# Data supplied:
= = =
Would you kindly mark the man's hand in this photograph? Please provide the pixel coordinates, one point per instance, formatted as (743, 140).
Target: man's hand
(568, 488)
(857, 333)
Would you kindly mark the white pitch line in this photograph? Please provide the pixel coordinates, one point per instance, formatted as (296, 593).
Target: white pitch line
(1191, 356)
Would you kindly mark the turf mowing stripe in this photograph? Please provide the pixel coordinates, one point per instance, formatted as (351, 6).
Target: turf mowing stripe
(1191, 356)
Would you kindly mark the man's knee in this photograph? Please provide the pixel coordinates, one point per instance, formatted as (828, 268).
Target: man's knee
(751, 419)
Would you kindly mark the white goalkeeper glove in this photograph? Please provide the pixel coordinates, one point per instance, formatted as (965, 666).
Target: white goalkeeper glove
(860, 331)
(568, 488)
= = =
Everything from the line with "Would you kindly mark the white goalkeeper" down to the final line above is to be retyped exactly. Leave the earlier lines out.

Would you kindly mark the white goalkeeper glove in this photograph? Please provide the pixel coordinates, one point per instance, formatted as (965, 666).
Target: white goalkeeper glove
(860, 331)
(568, 488)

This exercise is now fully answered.